*Document section*.
:::::
Boehner: Obama not being upfront about problem of deficit
House Speaker John Boehner (R-Ohio) accused President Obama of not being upfront with Americans about the country’s fiscal problems, and criticized the president for not embracing more of his own fiscal commission’s ideas.
In an interview with ABC News, Boehner said that he and Sen. Mitch McConnell (R-Ky.), the minority leader in the upper chamber, had stressed to Obama on the day of the president’s deficit-reduction speech that they would not get behind any plan that raised taxes.
“Then the president goes out that same afternoon and gives this partisan, political campaign speech that frankly, I was — I can’t tell you how disappointed I was in the president in not being honest with the American people about the big problems that we face,” Boehner said. “And the fact that it’s time to own up, fess up and quit whistling past the graveyard.”
:::::
(Dataset records)
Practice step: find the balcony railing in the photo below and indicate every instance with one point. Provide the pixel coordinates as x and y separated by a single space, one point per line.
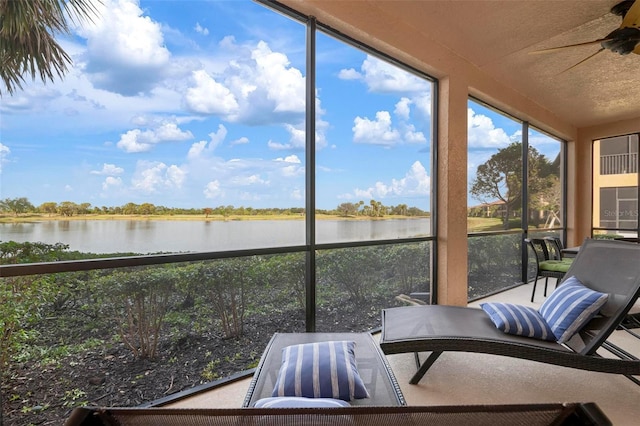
619 164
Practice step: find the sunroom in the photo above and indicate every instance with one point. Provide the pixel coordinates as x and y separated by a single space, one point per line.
425 94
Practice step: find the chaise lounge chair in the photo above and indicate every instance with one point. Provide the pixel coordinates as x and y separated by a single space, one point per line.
610 267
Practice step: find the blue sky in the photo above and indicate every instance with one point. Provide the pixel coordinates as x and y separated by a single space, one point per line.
201 103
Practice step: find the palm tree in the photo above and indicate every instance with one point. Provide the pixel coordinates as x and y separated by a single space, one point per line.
27 38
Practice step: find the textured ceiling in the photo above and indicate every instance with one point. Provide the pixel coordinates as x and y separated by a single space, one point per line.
497 36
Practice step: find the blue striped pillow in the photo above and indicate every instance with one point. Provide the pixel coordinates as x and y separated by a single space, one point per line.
569 307
320 370
519 320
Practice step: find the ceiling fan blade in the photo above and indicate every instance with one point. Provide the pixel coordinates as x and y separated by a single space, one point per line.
555 49
632 17
582 61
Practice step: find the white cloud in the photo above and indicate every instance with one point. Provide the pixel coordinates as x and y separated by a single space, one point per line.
108 169
296 139
382 77
213 190
153 176
416 182
4 153
483 134
125 49
290 159
257 86
207 96
349 74
201 148
240 141
111 182
200 29
248 180
403 108
137 140
375 132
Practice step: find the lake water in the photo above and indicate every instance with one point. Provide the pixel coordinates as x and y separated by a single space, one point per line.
149 236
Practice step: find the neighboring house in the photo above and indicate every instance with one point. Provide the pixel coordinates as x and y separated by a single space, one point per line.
615 184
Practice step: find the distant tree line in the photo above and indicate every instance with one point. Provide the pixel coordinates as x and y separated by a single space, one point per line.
22 205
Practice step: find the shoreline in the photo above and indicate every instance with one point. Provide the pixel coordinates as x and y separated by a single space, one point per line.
33 218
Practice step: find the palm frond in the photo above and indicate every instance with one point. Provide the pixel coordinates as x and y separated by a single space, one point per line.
27 38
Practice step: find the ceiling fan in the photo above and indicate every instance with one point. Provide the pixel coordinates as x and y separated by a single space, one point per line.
622 40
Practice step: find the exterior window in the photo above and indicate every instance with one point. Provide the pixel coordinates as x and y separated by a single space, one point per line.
505 204
615 186
373 147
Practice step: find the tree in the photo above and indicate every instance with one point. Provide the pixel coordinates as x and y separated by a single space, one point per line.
16 205
347 209
68 208
49 207
27 38
501 177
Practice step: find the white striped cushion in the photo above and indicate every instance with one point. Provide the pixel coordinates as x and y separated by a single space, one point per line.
570 306
519 320
320 370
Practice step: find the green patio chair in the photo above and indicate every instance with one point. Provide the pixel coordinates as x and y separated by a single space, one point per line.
549 261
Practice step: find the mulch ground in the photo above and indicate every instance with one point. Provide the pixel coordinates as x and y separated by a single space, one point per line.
36 394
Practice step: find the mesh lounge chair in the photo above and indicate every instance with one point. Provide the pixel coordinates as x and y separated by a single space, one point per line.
570 414
606 266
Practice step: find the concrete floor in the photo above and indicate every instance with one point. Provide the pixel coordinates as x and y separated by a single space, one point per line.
465 378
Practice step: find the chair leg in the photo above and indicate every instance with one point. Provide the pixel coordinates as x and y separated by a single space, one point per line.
424 367
546 281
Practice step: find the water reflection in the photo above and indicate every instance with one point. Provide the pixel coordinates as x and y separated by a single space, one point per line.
148 236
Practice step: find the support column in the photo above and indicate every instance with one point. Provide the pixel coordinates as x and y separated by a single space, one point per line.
452 192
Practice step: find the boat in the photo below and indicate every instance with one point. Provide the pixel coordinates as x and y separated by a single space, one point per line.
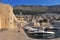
37 32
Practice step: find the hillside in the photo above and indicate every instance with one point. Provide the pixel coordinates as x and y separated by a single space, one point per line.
34 9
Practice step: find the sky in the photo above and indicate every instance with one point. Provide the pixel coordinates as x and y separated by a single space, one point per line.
31 2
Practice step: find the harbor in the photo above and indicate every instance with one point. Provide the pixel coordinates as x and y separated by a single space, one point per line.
20 26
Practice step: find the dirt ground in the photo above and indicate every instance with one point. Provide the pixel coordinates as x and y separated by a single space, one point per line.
14 35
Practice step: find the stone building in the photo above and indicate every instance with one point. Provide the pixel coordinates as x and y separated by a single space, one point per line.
7 17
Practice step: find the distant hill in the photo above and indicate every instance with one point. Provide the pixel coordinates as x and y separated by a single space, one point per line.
34 9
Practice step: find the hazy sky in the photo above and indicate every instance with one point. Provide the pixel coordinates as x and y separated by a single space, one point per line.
32 2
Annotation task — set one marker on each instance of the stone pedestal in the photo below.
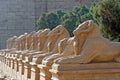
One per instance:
(21, 69)
(45, 74)
(92, 71)
(35, 72)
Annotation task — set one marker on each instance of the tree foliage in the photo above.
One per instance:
(107, 14)
(70, 20)
(50, 19)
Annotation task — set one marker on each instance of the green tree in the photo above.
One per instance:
(107, 14)
(72, 19)
(50, 20)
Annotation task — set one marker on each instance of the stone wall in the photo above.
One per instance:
(19, 16)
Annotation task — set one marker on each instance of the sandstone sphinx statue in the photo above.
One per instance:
(96, 48)
(67, 47)
(50, 47)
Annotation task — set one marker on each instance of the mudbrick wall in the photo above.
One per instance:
(19, 16)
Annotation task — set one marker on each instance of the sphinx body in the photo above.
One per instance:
(95, 48)
(54, 37)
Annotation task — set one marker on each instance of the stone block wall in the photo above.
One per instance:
(19, 16)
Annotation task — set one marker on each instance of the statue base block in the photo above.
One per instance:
(45, 74)
(92, 71)
(35, 71)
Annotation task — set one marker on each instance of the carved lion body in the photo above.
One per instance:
(95, 48)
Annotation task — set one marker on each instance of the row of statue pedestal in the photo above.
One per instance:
(23, 70)
(56, 56)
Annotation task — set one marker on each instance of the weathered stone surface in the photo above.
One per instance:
(92, 71)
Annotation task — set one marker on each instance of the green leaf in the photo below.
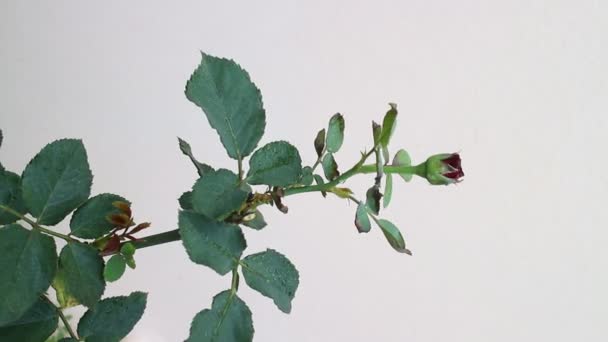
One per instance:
(201, 168)
(82, 268)
(320, 142)
(362, 219)
(112, 318)
(330, 167)
(218, 245)
(319, 181)
(257, 222)
(393, 235)
(307, 177)
(56, 181)
(185, 201)
(232, 103)
(10, 196)
(273, 275)
(335, 133)
(388, 125)
(228, 320)
(90, 219)
(277, 163)
(64, 297)
(388, 190)
(402, 158)
(28, 262)
(37, 324)
(115, 268)
(372, 201)
(217, 194)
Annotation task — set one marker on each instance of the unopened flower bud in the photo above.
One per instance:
(443, 169)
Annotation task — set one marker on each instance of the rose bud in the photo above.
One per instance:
(443, 169)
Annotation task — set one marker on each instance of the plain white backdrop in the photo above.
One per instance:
(517, 252)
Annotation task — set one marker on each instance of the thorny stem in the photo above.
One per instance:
(65, 321)
(240, 165)
(359, 168)
(36, 225)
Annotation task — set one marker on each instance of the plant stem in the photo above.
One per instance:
(64, 320)
(234, 286)
(240, 161)
(36, 225)
(325, 187)
(412, 170)
(157, 239)
(359, 168)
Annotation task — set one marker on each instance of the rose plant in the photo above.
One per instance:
(104, 235)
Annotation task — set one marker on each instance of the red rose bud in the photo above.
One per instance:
(443, 169)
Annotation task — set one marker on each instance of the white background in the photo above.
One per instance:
(517, 252)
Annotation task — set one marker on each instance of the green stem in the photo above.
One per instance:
(157, 239)
(36, 225)
(234, 286)
(240, 161)
(64, 320)
(359, 168)
(411, 170)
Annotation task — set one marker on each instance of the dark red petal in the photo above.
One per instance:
(453, 160)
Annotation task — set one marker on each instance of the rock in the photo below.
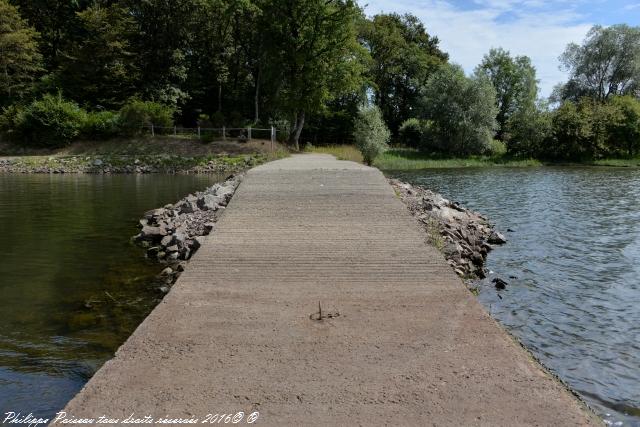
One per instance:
(210, 202)
(496, 238)
(499, 283)
(198, 241)
(186, 207)
(152, 233)
(167, 240)
(477, 259)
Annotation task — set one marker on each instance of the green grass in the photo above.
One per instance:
(627, 163)
(340, 152)
(408, 159)
(404, 159)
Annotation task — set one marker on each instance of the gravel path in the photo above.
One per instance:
(401, 341)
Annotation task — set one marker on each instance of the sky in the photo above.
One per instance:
(540, 29)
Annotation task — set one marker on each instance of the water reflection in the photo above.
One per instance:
(72, 287)
(576, 255)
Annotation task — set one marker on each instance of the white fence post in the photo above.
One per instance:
(273, 136)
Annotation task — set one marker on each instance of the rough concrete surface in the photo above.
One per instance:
(407, 344)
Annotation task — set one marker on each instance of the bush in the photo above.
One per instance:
(137, 114)
(101, 124)
(527, 131)
(217, 119)
(47, 122)
(497, 148)
(626, 130)
(371, 133)
(459, 112)
(410, 133)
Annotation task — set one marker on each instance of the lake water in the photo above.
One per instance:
(72, 287)
(573, 267)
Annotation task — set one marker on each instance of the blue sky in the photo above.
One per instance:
(540, 29)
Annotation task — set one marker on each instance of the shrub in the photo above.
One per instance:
(460, 111)
(217, 119)
(49, 122)
(497, 148)
(626, 130)
(410, 133)
(371, 134)
(136, 114)
(527, 131)
(101, 124)
(236, 119)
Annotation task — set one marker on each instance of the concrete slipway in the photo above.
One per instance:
(406, 343)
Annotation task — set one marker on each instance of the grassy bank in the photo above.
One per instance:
(402, 159)
(405, 159)
(140, 155)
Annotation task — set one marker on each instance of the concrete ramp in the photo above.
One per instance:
(401, 340)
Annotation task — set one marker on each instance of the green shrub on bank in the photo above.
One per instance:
(47, 122)
(101, 125)
(138, 114)
(410, 133)
(497, 148)
(371, 134)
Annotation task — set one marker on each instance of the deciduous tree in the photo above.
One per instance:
(20, 60)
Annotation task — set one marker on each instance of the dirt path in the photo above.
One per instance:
(403, 342)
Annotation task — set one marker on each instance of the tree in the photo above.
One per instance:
(371, 133)
(313, 45)
(20, 60)
(459, 112)
(515, 82)
(56, 22)
(403, 56)
(626, 131)
(102, 70)
(606, 64)
(163, 44)
(529, 129)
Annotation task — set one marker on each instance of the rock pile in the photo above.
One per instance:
(464, 236)
(173, 233)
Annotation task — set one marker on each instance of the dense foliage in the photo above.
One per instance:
(371, 133)
(458, 112)
(49, 122)
(101, 68)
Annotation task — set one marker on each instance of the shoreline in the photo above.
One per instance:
(130, 164)
(172, 234)
(463, 236)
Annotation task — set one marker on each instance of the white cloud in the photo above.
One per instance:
(525, 27)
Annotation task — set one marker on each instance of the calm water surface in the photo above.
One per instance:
(575, 255)
(72, 287)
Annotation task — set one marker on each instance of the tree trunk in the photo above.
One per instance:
(256, 100)
(294, 139)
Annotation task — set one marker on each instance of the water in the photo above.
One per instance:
(72, 286)
(575, 253)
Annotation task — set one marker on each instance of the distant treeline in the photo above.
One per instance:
(98, 67)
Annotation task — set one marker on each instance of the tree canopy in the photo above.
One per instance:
(20, 59)
(403, 57)
(606, 64)
(514, 80)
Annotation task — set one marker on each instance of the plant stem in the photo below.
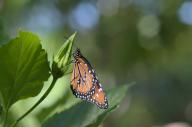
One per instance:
(37, 103)
(5, 118)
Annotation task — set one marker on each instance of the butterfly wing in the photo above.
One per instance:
(99, 97)
(82, 79)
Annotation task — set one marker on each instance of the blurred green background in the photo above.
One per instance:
(148, 42)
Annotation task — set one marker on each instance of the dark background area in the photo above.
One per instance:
(146, 42)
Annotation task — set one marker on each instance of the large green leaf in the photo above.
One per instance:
(24, 67)
(86, 114)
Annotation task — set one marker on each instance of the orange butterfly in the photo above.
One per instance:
(84, 82)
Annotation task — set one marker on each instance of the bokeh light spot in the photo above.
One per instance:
(84, 16)
(185, 13)
(148, 26)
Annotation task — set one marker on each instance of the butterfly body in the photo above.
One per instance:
(84, 82)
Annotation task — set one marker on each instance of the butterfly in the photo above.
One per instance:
(84, 82)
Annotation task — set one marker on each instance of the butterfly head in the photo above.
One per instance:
(77, 53)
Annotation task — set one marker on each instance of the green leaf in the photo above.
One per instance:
:::::
*Exercises to complete*.
1. In the Boehner article, what did Boehner and McConnell tell Obama on the day of his deficit-reduction speech?
2. Please copy the Boehner article's wording between "Boehner: Obama not" and "fiscal commission’s ideas.", inclusive.

*Your written answers*.
1. They told him they would not get behind any plan that raised taxes.

2.
Boehner: Obama not being upfront about problem of deficit
House Speaker John Boehner (R-Ohio) accused President Obama of not being upfront with Americans about the country’s fiscal problems, and criticized the president for not embracing more of his own fiscal commission’s ideas.